• [Task instructions]:
Word for word, return the entries listed below.

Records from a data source
________________________
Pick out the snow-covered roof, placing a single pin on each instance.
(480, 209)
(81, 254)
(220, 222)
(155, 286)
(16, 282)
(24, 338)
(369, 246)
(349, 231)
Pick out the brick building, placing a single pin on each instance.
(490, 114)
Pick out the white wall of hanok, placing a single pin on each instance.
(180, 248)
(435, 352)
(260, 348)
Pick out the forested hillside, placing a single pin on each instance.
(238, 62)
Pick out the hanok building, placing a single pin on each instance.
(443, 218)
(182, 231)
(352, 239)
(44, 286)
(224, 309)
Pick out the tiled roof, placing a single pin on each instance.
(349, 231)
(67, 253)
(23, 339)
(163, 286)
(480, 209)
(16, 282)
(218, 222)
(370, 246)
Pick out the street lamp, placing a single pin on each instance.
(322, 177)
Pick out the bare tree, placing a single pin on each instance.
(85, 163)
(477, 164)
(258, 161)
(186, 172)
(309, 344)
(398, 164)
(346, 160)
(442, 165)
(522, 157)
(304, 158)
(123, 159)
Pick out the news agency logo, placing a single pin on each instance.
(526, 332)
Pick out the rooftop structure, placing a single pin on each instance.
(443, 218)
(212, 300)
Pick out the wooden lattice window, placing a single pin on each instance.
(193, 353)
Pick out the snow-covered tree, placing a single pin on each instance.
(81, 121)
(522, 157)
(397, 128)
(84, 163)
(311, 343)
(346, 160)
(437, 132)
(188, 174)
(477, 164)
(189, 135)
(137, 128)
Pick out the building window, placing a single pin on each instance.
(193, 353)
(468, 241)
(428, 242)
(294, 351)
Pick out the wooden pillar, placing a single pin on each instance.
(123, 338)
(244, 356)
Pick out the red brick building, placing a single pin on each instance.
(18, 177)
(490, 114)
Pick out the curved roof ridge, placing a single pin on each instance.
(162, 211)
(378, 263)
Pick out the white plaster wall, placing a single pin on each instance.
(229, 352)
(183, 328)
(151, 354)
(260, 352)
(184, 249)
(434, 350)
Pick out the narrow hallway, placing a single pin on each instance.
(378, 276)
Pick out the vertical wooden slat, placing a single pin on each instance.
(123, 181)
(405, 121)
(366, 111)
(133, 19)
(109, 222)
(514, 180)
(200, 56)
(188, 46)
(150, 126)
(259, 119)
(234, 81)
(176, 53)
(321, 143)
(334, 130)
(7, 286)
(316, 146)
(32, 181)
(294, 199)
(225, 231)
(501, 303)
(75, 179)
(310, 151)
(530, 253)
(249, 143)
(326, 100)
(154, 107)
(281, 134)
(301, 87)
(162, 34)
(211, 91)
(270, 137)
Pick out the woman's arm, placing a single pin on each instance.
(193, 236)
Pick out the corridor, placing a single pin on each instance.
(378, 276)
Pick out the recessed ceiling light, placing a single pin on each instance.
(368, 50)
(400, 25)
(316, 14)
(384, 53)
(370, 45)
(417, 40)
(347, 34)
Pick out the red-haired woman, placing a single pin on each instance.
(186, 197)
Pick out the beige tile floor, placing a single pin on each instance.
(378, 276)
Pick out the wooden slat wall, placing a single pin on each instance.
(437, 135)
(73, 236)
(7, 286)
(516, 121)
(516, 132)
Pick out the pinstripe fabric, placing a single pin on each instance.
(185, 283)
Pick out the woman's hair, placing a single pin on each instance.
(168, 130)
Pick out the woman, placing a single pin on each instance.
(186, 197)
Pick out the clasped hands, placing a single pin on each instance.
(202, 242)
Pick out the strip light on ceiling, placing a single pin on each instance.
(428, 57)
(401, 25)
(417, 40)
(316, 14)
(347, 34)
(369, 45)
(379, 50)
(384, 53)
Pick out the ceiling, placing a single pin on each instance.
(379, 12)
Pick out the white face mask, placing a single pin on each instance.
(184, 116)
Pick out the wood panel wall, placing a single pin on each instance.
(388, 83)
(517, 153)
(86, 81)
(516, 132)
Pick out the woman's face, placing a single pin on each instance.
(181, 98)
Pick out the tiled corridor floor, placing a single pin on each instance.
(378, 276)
________________________
• [Answer section]:
Pick out the snow-covered roof, placing a single pin on each instance.
(480, 209)
(81, 254)
(220, 222)
(155, 286)
(16, 282)
(24, 338)
(369, 246)
(349, 231)
Pick out the brick building, placing a single pin on each instance.
(490, 114)
Pick out the white wall of hanok, placing a single pin on each instance.
(180, 248)
(435, 352)
(260, 348)
Pick out the forested hillside, placing a single pin on each instance.
(238, 62)
Pick out the hanok building, placing a single pin on each instance.
(443, 218)
(182, 231)
(352, 239)
(44, 286)
(224, 309)
Pick out the tiled roof, placing a single pin on each instance.
(349, 231)
(67, 253)
(23, 339)
(163, 286)
(480, 209)
(16, 282)
(218, 222)
(370, 246)
Pick out the street lamp, placing a single pin on each instance.
(322, 177)
Pick out the bare tree, placing a single pin on each instance.
(85, 163)
(477, 164)
(258, 161)
(186, 172)
(309, 344)
(398, 164)
(346, 160)
(442, 165)
(522, 157)
(304, 158)
(123, 159)
Pick out the news agency logo, placing a single pin on each instance.
(526, 332)
Pick out the rooftop structure, placing a single pin on each instance.
(443, 218)
(212, 300)
Pick out the wooden lattice window, placing a single pin on each instance.
(193, 353)
Pick out the snow-covered tree, placing a single pin on each instance.
(81, 121)
(522, 157)
(397, 128)
(84, 163)
(311, 343)
(346, 160)
(437, 132)
(188, 174)
(477, 164)
(189, 135)
(137, 128)
Pick out the building window, placing a single pin on each instance.
(193, 353)
(468, 241)
(428, 242)
(294, 351)
Pick out the wooden pillar, placing a single pin on each instance.
(123, 338)
(244, 356)
Pick out the red brick building, placing a single pin on each instance.
(18, 177)
(490, 114)
Pick out the curved roof ridge, placing a single pin on each instance.
(162, 211)
(378, 263)
Pick out the white plaster wall, placing a single pin on each instance.
(229, 352)
(183, 328)
(151, 354)
(260, 352)
(184, 249)
(434, 350)
Pick out the narrow hallway, placing a single pin on each instance.
(378, 276)
Pick out the vertical wooden slat, placing a single pin on each instance.
(123, 181)
(405, 121)
(366, 111)
(133, 19)
(109, 222)
(514, 180)
(200, 56)
(188, 46)
(150, 126)
(259, 119)
(234, 81)
(176, 53)
(321, 143)
(334, 130)
(7, 286)
(316, 146)
(32, 181)
(294, 199)
(225, 231)
(501, 303)
(75, 179)
(310, 151)
(530, 253)
(249, 143)
(326, 100)
(154, 107)
(281, 134)
(301, 87)
(162, 34)
(211, 91)
(270, 137)
Pick out the woman's arm, placing a single pin on each instance.
(193, 236)
Pick out the corridor, placing a single pin on each instance.
(378, 276)
Pick out the recessed ceiling light, placing a single pin on each instance.
(368, 50)
(400, 25)
(316, 14)
(384, 53)
(370, 45)
(417, 40)
(347, 34)
Pick out the red-haired woman, placing a single pin on each instance.
(186, 197)
Pick out the beige tile floor, placing a single pin on each instance.
(378, 276)
Pick out the wooden slat wall, placing a single pin on each instance.
(437, 135)
(73, 236)
(7, 286)
(516, 121)
(516, 132)
Pick out the pinstripe fabric, placing a single pin on each instance.
(185, 283)
Pick out the woman's hair, placing a single pin on each instance.
(168, 130)
Pick out the woman, placing a single pin on each instance.
(186, 197)
Pick out the clasped hands, placing a single pin on each instance.
(202, 242)
Pick out the strip light on ceiling, placing a single pin on each instance.
(428, 57)
(401, 25)
(417, 40)
(316, 14)
(347, 34)
(369, 45)
(379, 50)
(384, 53)
Pick out the ceiling, placing a single pin on each instance.
(379, 12)
Pick out the white face mask, placing a single pin on each instance.
(184, 116)
Pick out the wood panel wall, placing a single pin on each instance.
(388, 83)
(517, 153)
(86, 81)
(516, 132)
Pick out the woman's face, placing a single pin on each instance.
(181, 98)
Pick out the tiled corridor floor, placing a single pin on each instance.
(378, 276)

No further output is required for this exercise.